The obvious place to begin was with that enticing name, Napoleon S. Blondin. A little poking around on the internet immediately began to turn up clues. My Napoleon S. Blondin might have been a Napoléon Sureau dit Blondin. “First & Middle Name(s),” the search page on the Ancestry website prompted. “Napoléon Sureau dit,” I ventured. Is that how it should go?
“Last Name.” That was easy: “Blondin.”
I clicked the red button at the bottom of the page, and bingo, there he was. It appeared that my guy had been born around 1880, which sounded reasonable, and was the son of either a Martha E. (birth name unknown) or a Georgina Trottier, and a man named Cleophas Sureau dit Surcan Blondin or perhaps C. S. Hut Blondin. In a world where English reigns as the default language, other tongues merge into an unintelligible parley-voo, even in a nominally bilingual country like Canada. This orthographic whimsy—Sureau or Surcan, dit versus Hut—added an extra degree of bewilderment. I could see that I was in for a challenge.
And so day after day, I posed as a Sureau dit Blondin descendant, searching for my roots. “Place where your ancestor might have lived,” the website queried. Day after day, I pretended. It did not occur to me to worry that the fathers and grandfathers, the mothers and stepmothers, the aunties and uncles and cousins—the legions of cousins—whose births and deaths I was tracing were not of my own flesh and blood. The walls around me were filled with their descendants; it was tempting to imagine them listening as I worked. The more I learned about their story, the stronger the connection grew, and the more honored I felt to be in their presence.
RESEARCHING FAMILY HISTORY on Ancestry is like poking around an abandoned house, filled with cobwebs of wishful thinking and littered with errors. Anyone can post whatever he or she likes, with or without proof, and the contributions do not always meet the loftiest standards of historical scholarship. By contrast, clicking onto Le programme de recherche en démographie historique (the PRDH, or Research Program in Historical Demography) at the Université de Montréal is the digital equivalent of entering a clean and well-lighted room. Inspired by the upwelling of national pride that swept Québec in the late 1960s, the PRDH was established with the modest aim of creating a registry of all the original European families of French Canada, including every person who arrived or was born there in the 1600s and 1700s. Anyone whose ancestors are included in this database is definitively Québécois de souche, an expression that means something like “Quebecer from the ground up.” In English, it might be “old stock” or “100 percent” or “dyed in the wool.” In Québec’s darkest moments, people who lack these deep roots are sometimes dismissed as outsiders, part of the “ethnic vote” on which indépendantiste Jacques Parizeau blamed his 1995 referendum defeat.

Assignment:
Answer these questions about the family-history excerpt.
1. Around what year did the Napoléon Sureau dit Blondin found on Ancestry appear to have been born?
2. At which university is the PRDH based?
3. Whom was the PRDH registry meant to include?
The material has no connection to the family-history excerpt.

Supplied data:
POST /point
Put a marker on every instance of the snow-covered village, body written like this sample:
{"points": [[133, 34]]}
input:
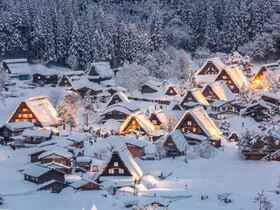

Response:
1. Around 1880.
2. The Université de Montréal.
3. All the original European families of French Canada, including every person who arrived or was born there in the 1600s and 1700s.